[BEGIN Given records]

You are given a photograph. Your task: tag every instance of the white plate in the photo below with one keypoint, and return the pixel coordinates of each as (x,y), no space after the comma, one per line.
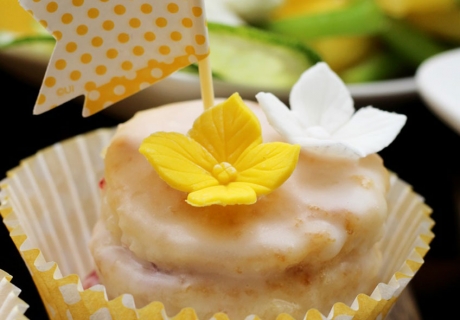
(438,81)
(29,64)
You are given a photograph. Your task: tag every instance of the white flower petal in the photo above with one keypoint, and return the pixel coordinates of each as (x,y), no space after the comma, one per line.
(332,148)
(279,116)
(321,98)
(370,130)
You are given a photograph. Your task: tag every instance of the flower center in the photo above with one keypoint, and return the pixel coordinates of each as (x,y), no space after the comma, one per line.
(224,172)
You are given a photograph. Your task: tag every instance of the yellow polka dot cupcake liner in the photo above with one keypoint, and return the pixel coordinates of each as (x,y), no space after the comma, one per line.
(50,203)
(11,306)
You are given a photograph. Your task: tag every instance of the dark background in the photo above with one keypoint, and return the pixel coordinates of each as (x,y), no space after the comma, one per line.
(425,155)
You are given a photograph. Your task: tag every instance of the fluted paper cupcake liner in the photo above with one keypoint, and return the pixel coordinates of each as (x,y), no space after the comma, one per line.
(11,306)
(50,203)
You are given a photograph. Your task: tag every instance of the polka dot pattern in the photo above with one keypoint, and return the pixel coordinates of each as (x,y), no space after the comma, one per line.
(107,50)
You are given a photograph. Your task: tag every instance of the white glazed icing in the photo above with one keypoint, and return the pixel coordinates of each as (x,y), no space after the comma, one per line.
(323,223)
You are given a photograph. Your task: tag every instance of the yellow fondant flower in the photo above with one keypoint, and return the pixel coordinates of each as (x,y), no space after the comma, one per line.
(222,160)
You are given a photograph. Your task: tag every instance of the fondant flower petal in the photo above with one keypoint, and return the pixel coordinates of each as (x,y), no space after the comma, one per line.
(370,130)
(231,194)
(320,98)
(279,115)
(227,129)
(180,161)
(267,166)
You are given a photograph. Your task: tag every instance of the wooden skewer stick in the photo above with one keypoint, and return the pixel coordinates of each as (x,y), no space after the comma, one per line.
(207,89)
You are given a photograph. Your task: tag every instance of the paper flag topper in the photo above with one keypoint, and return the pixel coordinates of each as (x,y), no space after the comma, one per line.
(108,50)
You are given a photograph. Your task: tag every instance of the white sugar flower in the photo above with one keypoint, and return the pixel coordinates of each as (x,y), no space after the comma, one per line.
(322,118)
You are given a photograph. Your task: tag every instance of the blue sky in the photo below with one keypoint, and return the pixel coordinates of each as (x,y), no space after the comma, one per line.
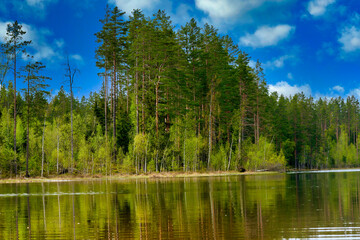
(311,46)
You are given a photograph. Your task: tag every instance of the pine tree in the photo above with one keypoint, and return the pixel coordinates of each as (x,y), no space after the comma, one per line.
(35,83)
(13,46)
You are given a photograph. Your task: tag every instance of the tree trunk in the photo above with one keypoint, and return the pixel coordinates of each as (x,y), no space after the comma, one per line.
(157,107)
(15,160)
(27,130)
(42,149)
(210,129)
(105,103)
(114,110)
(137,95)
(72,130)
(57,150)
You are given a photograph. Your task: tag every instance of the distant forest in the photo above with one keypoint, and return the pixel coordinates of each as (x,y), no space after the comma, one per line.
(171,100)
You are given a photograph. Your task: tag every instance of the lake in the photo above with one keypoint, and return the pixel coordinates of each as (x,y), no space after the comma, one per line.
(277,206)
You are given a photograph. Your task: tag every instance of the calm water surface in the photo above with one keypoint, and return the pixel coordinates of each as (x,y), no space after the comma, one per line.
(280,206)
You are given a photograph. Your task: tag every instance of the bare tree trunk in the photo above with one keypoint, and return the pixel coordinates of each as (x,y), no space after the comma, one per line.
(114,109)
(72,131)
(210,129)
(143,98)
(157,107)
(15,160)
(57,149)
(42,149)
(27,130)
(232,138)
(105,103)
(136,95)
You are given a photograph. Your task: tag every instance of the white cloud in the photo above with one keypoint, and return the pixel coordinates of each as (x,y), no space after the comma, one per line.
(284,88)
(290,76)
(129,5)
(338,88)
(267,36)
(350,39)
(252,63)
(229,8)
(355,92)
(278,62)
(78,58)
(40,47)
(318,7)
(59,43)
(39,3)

[END Given records]

**Exercise:**
Can you reproduce every item above verbatim, omitting the pictures?

**Task answer:**
You are given a photograph. Your task: tag every instance of the white plate in the photo below with one keypoint, and return the pixel coordinates of each as (x,y), no space after the comma, one per line.
(438,81)
(29,64)
You are given a photograph. Your task: tag every instance of the white flower petal in the photo above with one keypoint, and return the pixel coordinates of each as (x,y), no space after the comma, one per line.
(332,148)
(279,116)
(321,98)
(370,130)
You are given a photograph. Your task: tag every instance of the flower center in the photo above with one keypoint, and return the pixel coordinates of each as (x,y), no space after the comma, one per line.
(224,172)
You are given a photograph. Your task: tag every instance of the yellow polka dot cupcake liner in the photo above with one keypoint, and return the pixel coordinates of each as (x,y), no space after the comma, one per line.
(50,203)
(11,306)
You are given a photograph. Your task: tag every instance of the dark background in the photo above with one keypoint, and return the pixel coordinates of each as (x,y), no space after the comma, one per line.
(425,155)
You are given a photograph. Your task: tag every instance of the fluted paper cupcake liner in the photo above with one keypoint, and return the pixel coordinates of each as (x,y), no space after the comma, one per line.
(11,306)
(50,203)
You are given a photograph. Your task: tag every instance of the polka dot pattern in the photo above with one keypoint, and return the pixel coordinates of each as (x,y), no space after the comma, one per line.
(107,50)
You are given a photograph. Your task: tag every instance of the white glazed icing in the photo above with one keypoint, and return the pixel coordinates of each as (x,y), no space after the comma, one per line.
(323,223)
You are given a photograph. Your task: tag every instance of the yellow fondant flower in the photo above with one keypoint, and return the pixel coordinates of each as (x,y), no space after the comma, one per line.
(222,160)
You are given a photograph. Your task: tag every instance of the fondant flower petal in the photo above with one keypoint, and return the pixel coordinates of each as (x,y), no space after the comma, one per line.
(370,130)
(231,194)
(320,98)
(279,115)
(227,129)
(180,161)
(267,166)
You are given a photograph. Your task: tag every instance of the wooden skewer stick in the photo above with one keypoint, and return the pixel coordinates of each as (x,y), no space after the comma, one per line.
(207,89)
You are given a photograph. Your task: tag every instance of the paper flag topper in the photo above with one keypoint, and return the pixel coordinates of each as (x,y), no space after the comma, one per line.
(108,50)
You are given a photograph. Your task: tag every instance of the white sugar flower in the photo above with one keypoint, and return the pixel coordinates of each as (x,y), no space after the comma, one per line.
(322,118)
You are given a photograph. Your task: tag every instance of the blue sky in the photo below with one keypoint, and return the pixel coordinates of each as (x,y), no space after the comma, one per line.
(311,46)
You are given a photograph. Your task: tag every instance of the pine tree in the photo above with one keypoint, and return the pixel coordinates of each as (x,y), no space after the comma, one per line.
(35,83)
(13,46)
You are given a photograph. Your task: tag every instance of the tree trunk in the photo above with one keypoint, and return the pixel coordinates of each as (x,y), no space after the comma, one per line.
(157,107)
(15,160)
(27,130)
(42,149)
(210,129)
(105,103)
(114,110)
(137,95)
(72,130)
(57,150)
You are given a photograph. Your task: tag every instance of the distant forest in the photo above with one keypoint, and return the pixel coordinates of each as (x,y), no space after the comma, one per line.
(171,100)
You are given a photograph. Your task: tag every instance of the lake in the photo above with one keypoint, and return the pixel coordinates of each as (x,y), no space after the comma, one per line.
(277,206)
You are given a photograph. Your task: tag every instance of the calm water surface in the photo above with one keypoint, and return the pixel coordinates of each as (x,y), no space after the comma, one per line.
(280,206)
You are given a photograph. Your task: tag every instance of the bare tree trunk in the photo above with one keypoint, and return the pixel coordinates of each as (x,y), no space after the comma, one per line.
(114,109)
(72,131)
(210,129)
(143,98)
(157,107)
(15,160)
(57,149)
(42,149)
(27,130)
(232,138)
(105,103)
(136,95)
You are given a photograph. Your task: tag every instance of the white cloud in the photo above with one keypoint, and return the pixel coordinates of each as (x,y), no space after the comma, one per line.
(284,88)
(290,76)
(129,5)
(338,88)
(267,36)
(350,39)
(252,63)
(229,8)
(355,92)
(278,62)
(78,58)
(40,47)
(318,7)
(59,43)
(39,3)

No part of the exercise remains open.